▸ Trecho:
==============================

Monday, 25 de November de 2024 ISSN 1519-7670 - Ano 24 - nº 1315

O relógio e o calendário

Eric Alterman, o repórter de mídia da revista semanal New Yorker, escreveu um dos melhores artigos concebíveis sobre a disputa entre jornalismo impresso e jornalismo online nos Estados Unidos – e olhe que o que o assunto já rendeu não está escrito, como se diz. Na linha das matérias de fundo da revista, o artigo é grande em sentido literal também: tem 6.600 palavras, ou 10 telas em Times New Roman 12.


 


Chama-se “Out of print” (fora de circulação, ou esgotado), com o sub-título esperto “The death and life of the American newspaper” (a morte e a vida do jornal americano). Pode ser lido em http://www.newyorker.com/reporting/2008/03/31/080331fa_fact_alterman .

==============================

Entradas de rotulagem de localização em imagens
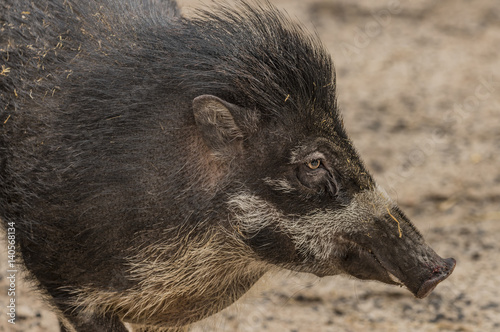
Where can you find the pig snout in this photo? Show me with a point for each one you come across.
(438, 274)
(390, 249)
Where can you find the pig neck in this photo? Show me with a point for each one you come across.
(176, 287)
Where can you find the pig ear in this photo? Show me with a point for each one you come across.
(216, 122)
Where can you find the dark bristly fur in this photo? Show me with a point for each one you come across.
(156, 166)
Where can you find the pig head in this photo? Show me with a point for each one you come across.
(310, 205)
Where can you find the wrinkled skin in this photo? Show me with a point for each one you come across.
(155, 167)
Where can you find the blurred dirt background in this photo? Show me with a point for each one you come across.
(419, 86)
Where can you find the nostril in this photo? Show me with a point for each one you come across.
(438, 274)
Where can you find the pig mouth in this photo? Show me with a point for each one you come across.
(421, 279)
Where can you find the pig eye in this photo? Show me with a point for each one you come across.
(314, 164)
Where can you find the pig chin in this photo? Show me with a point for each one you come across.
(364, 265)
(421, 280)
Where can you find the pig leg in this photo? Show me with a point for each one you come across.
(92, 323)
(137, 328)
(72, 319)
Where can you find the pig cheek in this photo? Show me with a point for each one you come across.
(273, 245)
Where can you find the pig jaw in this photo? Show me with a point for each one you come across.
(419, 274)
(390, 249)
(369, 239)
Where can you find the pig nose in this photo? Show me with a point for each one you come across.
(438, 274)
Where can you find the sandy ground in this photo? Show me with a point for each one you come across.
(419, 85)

==============================

▸ Tarefas:
1. Responda a cada pergunta com base no trecho:
(a) De qual revista semanal Eric Alterman é o repórter de mídia?
(b) Quantas palavras tem o artigo?
(c) Qual é o subtítulo do artigo em inglês?
2. Imprima, sem nenhuma alteração, a passagem do trecho que vai de “O relógio e o” até “New Roman 12.”.

▸ Respostas por tarefa:
1.
(a) Da New Yorker.
(b) 6.600 palavras.
(c) “The death and life of the American newspaper”.

2.
O relógio e o calendário

Eric Alterman, o repórter de mídia da revista semanal New Yorker, escreveu um dos melhores artigos concebíveis sobre a disputa entre jornalismo impresso e jornalismo online nos Estados Unidos – e olhe que o que o assunto já rendeu não está escrito, como se diz. Na linha das matérias de fundo da revista, o artigo é grande em sentido literal também: tem 6.600 palavras, ou 10 telas em Times New Roman 12.